What is required
Count the lines in the listing below that contain the string "wall" and reply with only that number.

Listed entries
********************
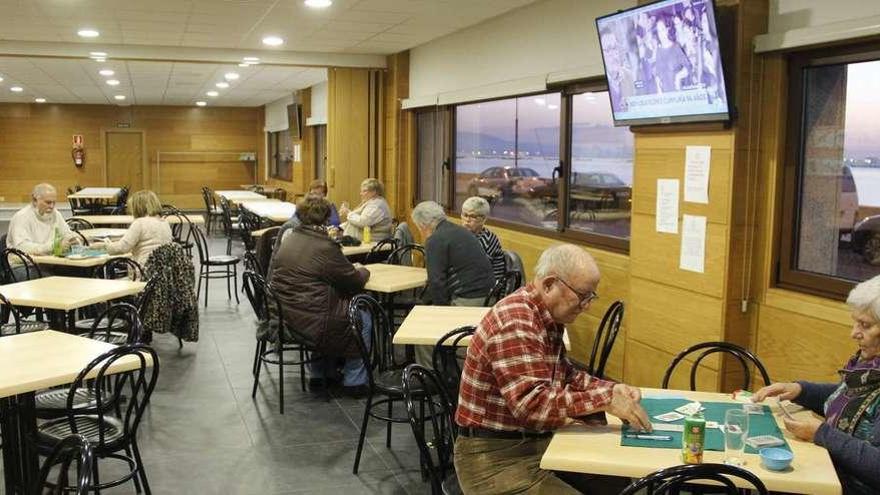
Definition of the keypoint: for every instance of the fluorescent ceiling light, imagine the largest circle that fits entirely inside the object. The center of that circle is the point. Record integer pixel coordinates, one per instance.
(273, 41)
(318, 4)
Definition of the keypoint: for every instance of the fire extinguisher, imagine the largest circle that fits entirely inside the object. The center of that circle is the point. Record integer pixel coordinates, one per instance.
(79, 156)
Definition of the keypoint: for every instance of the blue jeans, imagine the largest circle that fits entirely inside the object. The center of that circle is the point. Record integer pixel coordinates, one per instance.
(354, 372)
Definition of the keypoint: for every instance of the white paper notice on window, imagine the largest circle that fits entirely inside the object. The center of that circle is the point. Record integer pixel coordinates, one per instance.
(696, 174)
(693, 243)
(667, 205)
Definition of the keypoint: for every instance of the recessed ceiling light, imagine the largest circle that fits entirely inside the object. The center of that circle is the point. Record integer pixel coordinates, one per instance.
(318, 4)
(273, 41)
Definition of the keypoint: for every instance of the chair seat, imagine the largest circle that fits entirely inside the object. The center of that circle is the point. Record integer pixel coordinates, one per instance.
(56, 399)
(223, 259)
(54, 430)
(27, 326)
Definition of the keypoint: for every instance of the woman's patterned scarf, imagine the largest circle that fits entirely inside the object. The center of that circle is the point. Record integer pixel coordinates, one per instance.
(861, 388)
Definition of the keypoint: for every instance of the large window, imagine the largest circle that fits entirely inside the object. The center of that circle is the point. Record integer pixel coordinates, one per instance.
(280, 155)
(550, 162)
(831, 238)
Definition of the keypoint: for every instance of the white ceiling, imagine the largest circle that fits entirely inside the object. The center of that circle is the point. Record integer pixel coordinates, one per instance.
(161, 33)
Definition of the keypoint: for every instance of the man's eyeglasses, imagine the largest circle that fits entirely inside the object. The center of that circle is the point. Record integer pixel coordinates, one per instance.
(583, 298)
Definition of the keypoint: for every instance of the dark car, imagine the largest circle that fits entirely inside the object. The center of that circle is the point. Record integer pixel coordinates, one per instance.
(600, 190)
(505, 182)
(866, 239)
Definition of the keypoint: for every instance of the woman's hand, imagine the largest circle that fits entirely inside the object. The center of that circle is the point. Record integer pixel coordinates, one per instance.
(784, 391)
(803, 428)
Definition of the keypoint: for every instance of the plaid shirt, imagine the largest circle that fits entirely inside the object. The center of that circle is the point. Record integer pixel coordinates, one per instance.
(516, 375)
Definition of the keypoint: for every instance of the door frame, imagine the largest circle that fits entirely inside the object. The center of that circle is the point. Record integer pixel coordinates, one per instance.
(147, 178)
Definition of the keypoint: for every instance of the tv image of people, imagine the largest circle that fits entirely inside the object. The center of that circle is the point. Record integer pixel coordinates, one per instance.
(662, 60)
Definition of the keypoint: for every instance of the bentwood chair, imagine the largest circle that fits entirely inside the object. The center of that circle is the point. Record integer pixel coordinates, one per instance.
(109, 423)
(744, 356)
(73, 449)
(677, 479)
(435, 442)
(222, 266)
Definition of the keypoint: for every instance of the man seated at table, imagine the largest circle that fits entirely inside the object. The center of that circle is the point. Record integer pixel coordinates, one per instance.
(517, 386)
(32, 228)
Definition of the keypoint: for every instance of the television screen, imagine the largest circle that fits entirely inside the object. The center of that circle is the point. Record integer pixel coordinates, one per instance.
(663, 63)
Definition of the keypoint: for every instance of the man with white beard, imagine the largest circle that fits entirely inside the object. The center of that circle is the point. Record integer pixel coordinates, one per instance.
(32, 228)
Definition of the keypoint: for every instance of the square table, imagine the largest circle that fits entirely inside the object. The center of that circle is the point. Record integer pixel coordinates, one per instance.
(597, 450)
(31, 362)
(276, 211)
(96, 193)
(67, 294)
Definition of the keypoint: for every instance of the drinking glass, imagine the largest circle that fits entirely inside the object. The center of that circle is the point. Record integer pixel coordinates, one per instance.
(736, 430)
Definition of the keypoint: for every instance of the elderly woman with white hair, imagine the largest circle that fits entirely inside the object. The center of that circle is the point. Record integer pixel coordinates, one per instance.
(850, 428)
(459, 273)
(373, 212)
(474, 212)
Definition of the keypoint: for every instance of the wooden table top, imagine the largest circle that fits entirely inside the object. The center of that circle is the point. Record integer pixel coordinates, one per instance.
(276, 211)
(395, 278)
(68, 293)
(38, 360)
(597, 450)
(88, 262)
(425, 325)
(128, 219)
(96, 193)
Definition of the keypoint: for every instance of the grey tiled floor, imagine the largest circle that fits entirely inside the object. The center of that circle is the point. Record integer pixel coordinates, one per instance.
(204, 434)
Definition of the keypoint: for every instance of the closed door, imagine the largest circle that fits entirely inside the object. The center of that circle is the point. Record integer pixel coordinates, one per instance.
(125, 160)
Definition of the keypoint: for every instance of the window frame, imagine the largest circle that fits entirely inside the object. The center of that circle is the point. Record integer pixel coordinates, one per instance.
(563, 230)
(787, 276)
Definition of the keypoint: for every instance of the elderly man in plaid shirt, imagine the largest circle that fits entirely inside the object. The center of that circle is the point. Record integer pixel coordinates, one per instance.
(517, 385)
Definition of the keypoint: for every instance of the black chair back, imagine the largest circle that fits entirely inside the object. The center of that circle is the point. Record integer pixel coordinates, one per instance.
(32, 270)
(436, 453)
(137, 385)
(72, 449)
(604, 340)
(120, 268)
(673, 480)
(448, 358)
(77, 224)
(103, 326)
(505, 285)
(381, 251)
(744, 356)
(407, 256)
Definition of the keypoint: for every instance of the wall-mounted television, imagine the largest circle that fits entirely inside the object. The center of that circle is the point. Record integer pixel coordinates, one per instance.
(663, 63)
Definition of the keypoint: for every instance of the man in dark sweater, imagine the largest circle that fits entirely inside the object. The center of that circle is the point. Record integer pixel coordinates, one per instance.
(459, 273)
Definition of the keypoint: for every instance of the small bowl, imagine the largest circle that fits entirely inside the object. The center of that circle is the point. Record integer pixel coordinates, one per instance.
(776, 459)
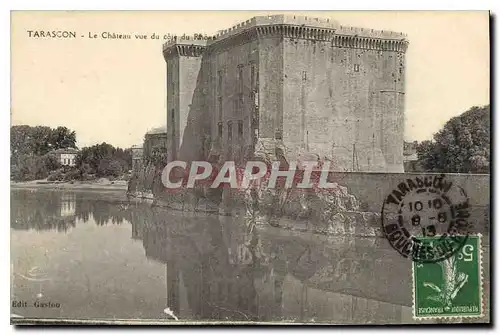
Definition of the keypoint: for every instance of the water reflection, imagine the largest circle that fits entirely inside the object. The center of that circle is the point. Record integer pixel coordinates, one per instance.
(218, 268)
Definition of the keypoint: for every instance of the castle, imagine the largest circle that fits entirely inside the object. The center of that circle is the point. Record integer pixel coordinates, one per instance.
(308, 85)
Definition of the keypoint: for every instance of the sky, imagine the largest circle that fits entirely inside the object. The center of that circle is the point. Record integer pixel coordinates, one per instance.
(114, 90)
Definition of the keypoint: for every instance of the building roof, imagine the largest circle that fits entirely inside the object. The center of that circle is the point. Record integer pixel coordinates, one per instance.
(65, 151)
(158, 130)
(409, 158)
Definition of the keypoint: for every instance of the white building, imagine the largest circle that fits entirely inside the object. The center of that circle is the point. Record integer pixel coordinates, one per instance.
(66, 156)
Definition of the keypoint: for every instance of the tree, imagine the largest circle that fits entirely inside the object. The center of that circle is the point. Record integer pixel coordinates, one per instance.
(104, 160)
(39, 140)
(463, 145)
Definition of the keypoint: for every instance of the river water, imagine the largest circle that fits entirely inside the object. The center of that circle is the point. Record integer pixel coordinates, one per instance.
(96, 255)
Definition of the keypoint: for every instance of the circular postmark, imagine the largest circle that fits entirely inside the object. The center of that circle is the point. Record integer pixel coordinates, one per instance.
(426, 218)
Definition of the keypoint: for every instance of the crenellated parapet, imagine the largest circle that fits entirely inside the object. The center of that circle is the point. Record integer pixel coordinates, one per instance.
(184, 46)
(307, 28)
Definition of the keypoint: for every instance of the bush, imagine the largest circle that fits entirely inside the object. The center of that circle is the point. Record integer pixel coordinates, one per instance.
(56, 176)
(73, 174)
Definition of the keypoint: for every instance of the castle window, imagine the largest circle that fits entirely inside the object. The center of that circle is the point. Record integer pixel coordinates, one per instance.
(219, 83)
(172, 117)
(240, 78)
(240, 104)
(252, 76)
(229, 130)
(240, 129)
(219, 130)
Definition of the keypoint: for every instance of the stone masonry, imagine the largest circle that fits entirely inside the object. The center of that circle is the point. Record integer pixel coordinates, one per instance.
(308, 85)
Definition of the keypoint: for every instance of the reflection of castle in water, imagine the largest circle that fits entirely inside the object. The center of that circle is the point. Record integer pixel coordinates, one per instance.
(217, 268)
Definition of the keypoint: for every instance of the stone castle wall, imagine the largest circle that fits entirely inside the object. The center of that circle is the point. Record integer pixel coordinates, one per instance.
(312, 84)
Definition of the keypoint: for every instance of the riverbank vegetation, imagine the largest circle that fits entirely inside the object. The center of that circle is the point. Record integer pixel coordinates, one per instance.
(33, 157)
********************
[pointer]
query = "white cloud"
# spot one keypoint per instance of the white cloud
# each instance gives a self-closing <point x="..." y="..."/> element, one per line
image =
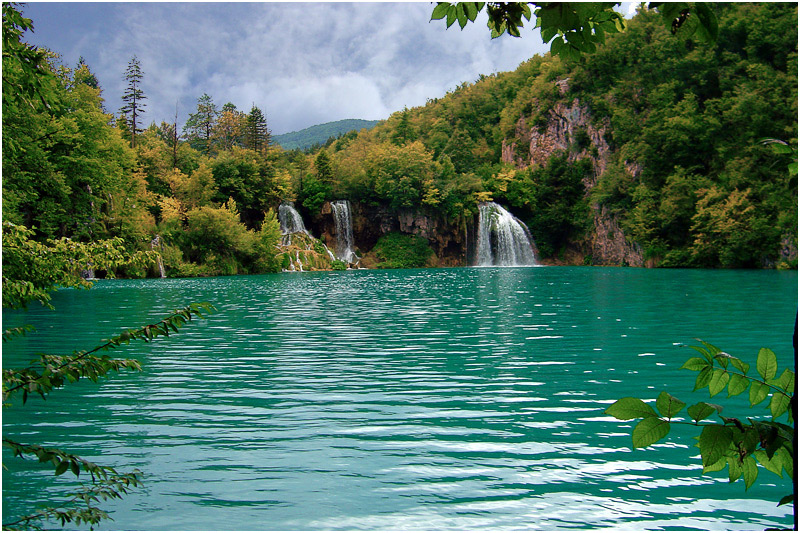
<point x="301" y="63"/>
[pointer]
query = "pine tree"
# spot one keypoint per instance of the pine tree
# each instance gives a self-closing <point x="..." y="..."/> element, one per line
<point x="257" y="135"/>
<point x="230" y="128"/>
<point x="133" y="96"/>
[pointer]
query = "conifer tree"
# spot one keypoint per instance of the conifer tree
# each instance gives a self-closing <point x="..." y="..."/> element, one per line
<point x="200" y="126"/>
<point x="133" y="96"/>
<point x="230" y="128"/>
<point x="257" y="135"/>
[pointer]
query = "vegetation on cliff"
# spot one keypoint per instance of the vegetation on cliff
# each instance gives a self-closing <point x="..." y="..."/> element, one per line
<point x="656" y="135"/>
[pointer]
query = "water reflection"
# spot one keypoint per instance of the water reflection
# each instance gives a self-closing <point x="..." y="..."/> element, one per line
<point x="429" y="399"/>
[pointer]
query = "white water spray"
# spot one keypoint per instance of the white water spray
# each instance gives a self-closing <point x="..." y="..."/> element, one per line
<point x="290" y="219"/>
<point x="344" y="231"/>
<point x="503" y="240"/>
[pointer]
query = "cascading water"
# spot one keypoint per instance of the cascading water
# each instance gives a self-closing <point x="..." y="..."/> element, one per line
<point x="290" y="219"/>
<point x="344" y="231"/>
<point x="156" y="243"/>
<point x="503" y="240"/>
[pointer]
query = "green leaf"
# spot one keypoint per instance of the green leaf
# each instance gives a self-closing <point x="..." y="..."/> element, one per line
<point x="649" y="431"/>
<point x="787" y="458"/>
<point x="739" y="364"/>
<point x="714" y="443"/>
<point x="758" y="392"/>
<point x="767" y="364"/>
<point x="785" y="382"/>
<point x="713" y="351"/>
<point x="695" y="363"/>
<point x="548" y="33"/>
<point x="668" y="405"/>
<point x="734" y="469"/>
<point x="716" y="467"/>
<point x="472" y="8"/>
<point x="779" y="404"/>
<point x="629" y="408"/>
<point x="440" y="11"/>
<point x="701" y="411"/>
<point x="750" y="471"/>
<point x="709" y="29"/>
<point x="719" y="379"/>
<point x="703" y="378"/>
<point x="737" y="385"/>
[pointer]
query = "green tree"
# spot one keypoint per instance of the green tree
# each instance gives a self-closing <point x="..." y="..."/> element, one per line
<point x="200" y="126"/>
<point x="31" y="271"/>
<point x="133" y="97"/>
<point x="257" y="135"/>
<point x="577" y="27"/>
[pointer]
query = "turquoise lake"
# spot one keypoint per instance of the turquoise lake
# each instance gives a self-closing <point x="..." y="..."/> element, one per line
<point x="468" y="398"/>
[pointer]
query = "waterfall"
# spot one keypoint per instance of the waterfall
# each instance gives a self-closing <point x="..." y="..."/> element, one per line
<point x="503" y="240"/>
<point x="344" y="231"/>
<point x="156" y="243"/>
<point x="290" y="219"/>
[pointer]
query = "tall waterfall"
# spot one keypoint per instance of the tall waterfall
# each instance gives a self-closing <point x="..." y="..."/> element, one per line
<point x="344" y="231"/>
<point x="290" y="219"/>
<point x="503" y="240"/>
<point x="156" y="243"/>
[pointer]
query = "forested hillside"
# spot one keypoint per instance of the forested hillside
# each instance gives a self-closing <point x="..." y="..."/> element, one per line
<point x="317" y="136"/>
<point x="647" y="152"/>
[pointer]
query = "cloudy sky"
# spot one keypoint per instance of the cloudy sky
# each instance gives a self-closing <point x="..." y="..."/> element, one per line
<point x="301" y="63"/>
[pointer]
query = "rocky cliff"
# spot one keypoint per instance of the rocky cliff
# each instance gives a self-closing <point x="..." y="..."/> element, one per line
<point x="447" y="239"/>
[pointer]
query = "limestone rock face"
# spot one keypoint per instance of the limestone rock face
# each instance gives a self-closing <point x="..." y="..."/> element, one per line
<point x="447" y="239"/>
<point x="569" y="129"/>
********************
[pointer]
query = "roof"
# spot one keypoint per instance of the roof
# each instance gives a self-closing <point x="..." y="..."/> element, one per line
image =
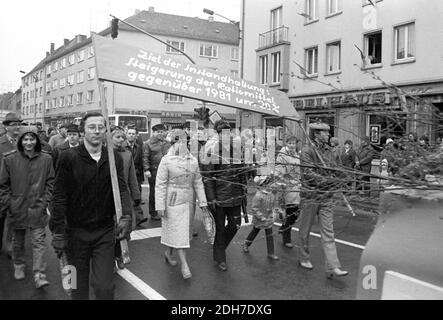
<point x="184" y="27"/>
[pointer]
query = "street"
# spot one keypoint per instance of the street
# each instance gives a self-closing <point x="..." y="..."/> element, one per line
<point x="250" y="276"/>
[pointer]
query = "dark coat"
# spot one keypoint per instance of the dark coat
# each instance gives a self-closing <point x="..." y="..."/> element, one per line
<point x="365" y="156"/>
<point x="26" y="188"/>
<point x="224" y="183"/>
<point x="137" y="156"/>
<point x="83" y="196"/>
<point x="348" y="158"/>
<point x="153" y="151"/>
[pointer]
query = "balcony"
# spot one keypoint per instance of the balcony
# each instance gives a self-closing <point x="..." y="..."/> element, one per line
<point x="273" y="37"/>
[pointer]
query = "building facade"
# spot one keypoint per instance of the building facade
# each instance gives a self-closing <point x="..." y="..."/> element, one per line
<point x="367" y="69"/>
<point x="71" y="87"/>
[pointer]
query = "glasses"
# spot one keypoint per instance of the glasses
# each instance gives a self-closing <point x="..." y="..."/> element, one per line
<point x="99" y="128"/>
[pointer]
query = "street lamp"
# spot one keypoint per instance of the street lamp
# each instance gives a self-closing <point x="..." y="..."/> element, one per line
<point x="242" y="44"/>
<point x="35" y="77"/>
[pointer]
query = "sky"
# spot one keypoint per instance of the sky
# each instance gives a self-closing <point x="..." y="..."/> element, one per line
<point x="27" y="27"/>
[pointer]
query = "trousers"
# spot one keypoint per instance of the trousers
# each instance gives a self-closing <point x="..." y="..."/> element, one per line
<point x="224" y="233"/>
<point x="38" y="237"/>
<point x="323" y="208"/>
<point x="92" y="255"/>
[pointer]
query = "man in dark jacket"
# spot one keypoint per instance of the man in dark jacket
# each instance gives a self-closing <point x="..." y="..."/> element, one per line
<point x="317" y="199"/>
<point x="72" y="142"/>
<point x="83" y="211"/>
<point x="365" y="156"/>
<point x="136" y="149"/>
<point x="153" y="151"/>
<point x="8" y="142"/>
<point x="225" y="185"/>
********************
Full output
2